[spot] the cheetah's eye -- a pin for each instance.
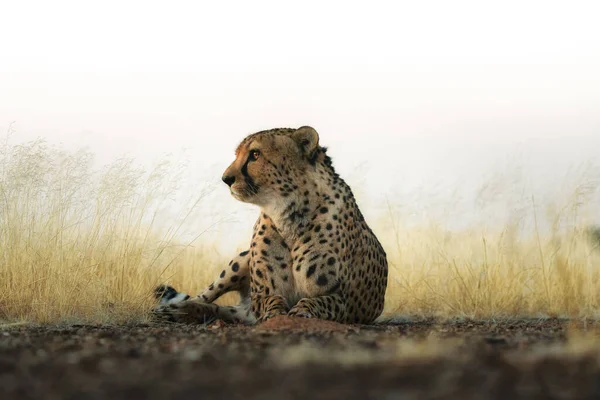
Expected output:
(254, 154)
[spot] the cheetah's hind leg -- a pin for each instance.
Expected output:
(179, 307)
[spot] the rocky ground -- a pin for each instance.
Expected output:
(287, 358)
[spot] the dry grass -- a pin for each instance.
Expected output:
(86, 245)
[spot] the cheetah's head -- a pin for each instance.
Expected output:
(269, 165)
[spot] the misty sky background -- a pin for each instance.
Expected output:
(432, 106)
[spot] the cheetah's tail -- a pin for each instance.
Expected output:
(166, 295)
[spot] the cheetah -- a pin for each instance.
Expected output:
(312, 253)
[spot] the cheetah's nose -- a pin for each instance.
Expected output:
(228, 180)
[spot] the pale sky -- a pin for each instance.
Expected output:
(410, 96)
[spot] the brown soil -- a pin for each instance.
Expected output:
(288, 358)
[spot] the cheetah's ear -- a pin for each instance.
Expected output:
(307, 138)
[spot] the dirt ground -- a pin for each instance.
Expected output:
(289, 358)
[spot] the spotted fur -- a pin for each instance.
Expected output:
(312, 253)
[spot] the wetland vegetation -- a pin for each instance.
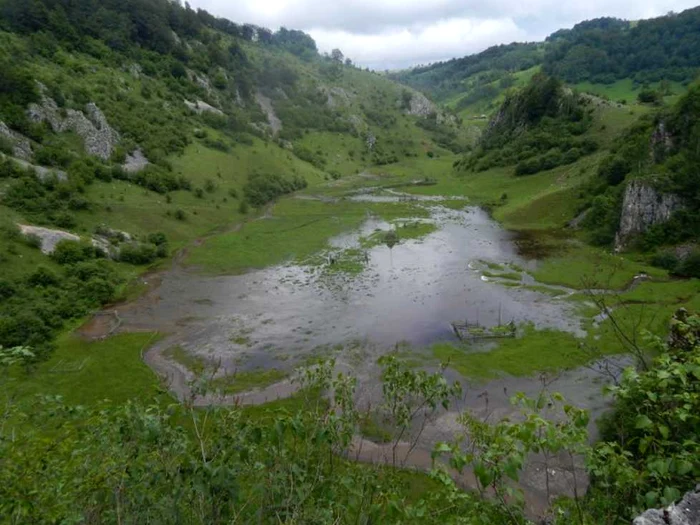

**OBJECTIVE**
Please arrange the listing above as a JSON array of strings with one string per line, skipping any blank lines and leaving the pictures out.

**REPLY TO THE EXERCISE**
[
  "[spot] the cheetah's eye -- a pin for each instance.",
  "Expected output:",
  "(254, 154)",
  "[spot] the cheetah's hind leg -- a pin for each instance.",
  "Expected output:",
  "(179, 307)",
  "[spot] the rocky ground -- a pin for each instance.",
  "Expected output:",
  "(287, 358)",
  "[spot] the dry grass -- a pin for each instance.",
  "Expected output:",
  "(86, 245)",
  "[spot] the cheetah's head -- a pin for each instance.",
  "Expected output:",
  "(269, 165)",
  "[spot] the misty sky background -- a pin for each instance.",
  "Expected output:",
  "(432, 106)",
  "[spot] the cheetah's tail -- a pin for each instance.",
  "Expected output:",
  "(166, 295)",
  "[spot] the cheetah -- a pin for each instance.",
  "Expected output:",
  "(312, 253)",
  "[spot] the cheetah's nose -- a pin for each instance.",
  "Expected output:",
  "(228, 180)",
  "[spot] the pale sky -- a pin for each instance.",
  "Expected output:",
  "(410, 96)",
  "[spot] the brown soil -- a pin for each instance.",
  "Expected output:",
  "(288, 358)",
  "[spot] the cheetah's ear -- a pin for each instance.",
  "Expected output:",
  "(307, 138)",
  "[spot] the dirt ground -- a pin for each instance.",
  "Expected output:",
  "(289, 358)",
  "[spot] the spotted fur -- a pin for each instance.",
  "Expected output:",
  "(312, 253)",
  "[spot] the wetland vegetation -- a pin for each instance."
]